WORK ITEM A
From the passage about Pickens below, list every organization she is said to have been an active member of.
WORK ITEM B
Write the next part of the passage about Pickens below, starting after its final sentence.
Start of TEXT FOR ANALYSIS
Pickens was also an artist, whose colorful landscapes and drawings were exhibited nationally, including a solo show at the Mint Museum in Charlotte in 1954. She published a book about her travels in Sri Lanka, Serendipity (1964). She was an active member of the Bryn Mawr Alumnae Association, the Loudoun Sketch Club and the Leesburg Garden Club.

In 1987, in her late eighties, Pickens took a four-week, 1160-mile canoe and houseboat trip from Pennsylvania to Kentucky, with her daughters and other friends, retracing the 1878 trip her great-grandfather took on the Clarion, Allegheny, and Ohio rivers.
End of TEXT FOR ANALYSIS
Start of SOURCE INFORMATION
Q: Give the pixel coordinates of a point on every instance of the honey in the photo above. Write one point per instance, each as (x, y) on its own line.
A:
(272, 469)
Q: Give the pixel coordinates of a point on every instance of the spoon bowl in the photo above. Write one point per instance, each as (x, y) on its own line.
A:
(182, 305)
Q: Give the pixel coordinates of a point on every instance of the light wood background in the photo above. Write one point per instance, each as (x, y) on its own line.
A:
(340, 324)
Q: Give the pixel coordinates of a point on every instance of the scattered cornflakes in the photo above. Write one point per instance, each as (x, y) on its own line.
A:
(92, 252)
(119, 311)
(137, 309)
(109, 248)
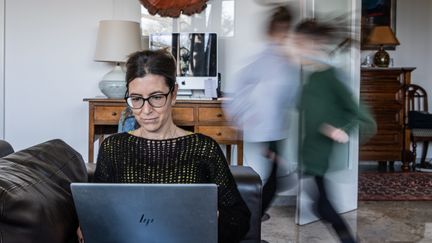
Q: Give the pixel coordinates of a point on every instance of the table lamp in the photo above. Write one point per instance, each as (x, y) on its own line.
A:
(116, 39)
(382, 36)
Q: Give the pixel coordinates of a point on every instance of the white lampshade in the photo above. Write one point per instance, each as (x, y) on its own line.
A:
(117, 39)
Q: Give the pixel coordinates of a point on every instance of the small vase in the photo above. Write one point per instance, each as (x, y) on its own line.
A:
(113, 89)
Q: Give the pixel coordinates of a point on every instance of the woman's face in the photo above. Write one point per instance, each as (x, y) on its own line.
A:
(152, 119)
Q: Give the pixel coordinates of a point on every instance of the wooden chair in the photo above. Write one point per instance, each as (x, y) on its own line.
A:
End of SOURCE INFORMATION
Start of SOURCE INFORMATION
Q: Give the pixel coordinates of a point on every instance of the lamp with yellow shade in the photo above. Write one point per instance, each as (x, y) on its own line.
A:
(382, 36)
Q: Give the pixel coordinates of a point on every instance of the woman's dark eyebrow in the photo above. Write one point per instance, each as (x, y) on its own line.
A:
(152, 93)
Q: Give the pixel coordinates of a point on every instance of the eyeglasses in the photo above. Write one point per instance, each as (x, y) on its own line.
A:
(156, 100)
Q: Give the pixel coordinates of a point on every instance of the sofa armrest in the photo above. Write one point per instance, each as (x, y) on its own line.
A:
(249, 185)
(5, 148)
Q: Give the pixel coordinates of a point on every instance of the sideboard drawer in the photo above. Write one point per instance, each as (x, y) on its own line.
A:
End of SOURCE INFORMATION
TASK RESPONSE A
Bryn Mawr Alumnae Association
Loudoun Sketch Club
Leesburg Garden Club

TASK RESPONSE B
== Personal life ==
Vinton Liddell married journalist Robert Sylvester Pickens in 1924. They had two daughters, Jane and Cornelia, and lived at Janelia Farm in Loudoun County from 1936. She was widowed when Robert Pickens died in 1978, and she died in 1993, aged 93 years. The Virginia legislature passed a resolution in tribute after her death. There is a collection of the Liddell and Pickens family papers at the University of North Carolina at Chapel Hill, and another collection of Liddell family papers at the University of North Carolina at Charlotte. Her farm in Loudoun County is now the Janelia Research Campus of the Howard Hughes Medical Institute.